Region labeling records
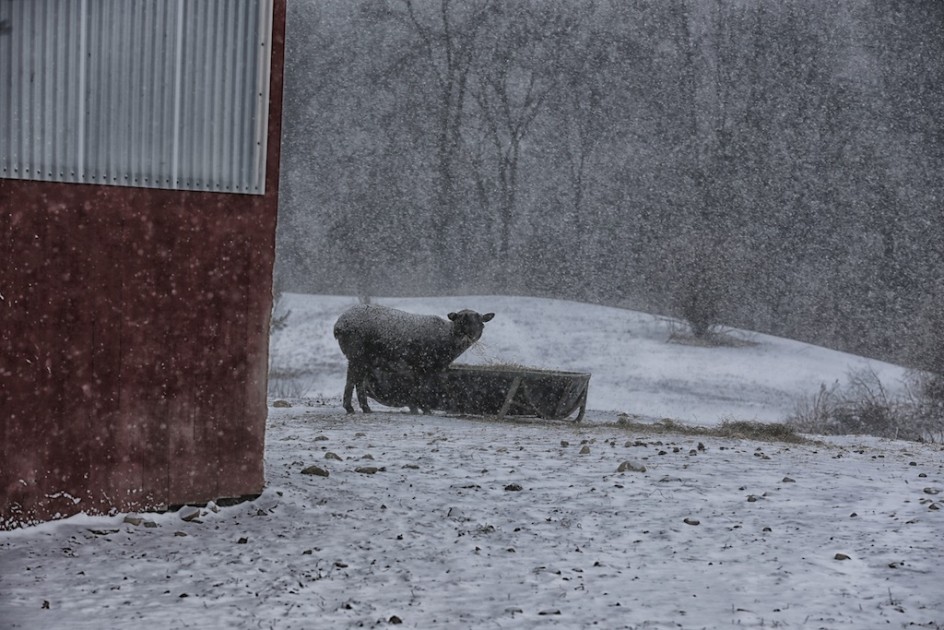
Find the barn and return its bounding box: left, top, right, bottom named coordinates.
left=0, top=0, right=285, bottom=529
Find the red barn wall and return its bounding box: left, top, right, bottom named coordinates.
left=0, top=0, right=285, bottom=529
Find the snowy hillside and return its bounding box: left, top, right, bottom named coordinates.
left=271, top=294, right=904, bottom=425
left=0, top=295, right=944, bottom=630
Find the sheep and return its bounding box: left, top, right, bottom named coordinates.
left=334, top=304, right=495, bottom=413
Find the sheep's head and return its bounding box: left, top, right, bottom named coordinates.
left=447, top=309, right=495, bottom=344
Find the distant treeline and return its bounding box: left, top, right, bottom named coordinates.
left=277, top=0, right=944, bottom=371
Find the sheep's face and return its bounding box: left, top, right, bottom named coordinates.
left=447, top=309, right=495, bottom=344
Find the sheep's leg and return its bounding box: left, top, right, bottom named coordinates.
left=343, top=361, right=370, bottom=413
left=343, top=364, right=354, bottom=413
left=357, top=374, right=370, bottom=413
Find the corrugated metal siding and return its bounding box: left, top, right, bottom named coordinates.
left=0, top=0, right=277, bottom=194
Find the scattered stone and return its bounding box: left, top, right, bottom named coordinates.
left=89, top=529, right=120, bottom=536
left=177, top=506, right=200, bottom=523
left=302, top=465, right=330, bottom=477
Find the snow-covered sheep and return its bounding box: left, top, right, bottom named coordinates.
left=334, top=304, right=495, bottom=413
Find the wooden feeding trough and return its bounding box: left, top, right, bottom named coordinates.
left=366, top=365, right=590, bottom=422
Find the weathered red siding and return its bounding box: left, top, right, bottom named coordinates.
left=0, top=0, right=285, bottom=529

PROBLEM DETAILS
Please lay out the lines between the one holding "Find the snowy" and the one holding "left=0, top=295, right=944, bottom=630", inclusive, as a Markdown table with columns Row and Line. Number each row and leave out any blank lines.

CORRECT OUTPUT
| Row | Line |
|---|---|
| 1 | Find the snowy hillside and return its bounding box: left, top, right, bottom named coordinates. |
| 2 | left=271, top=294, right=904, bottom=425 |
| 3 | left=0, top=295, right=944, bottom=630 |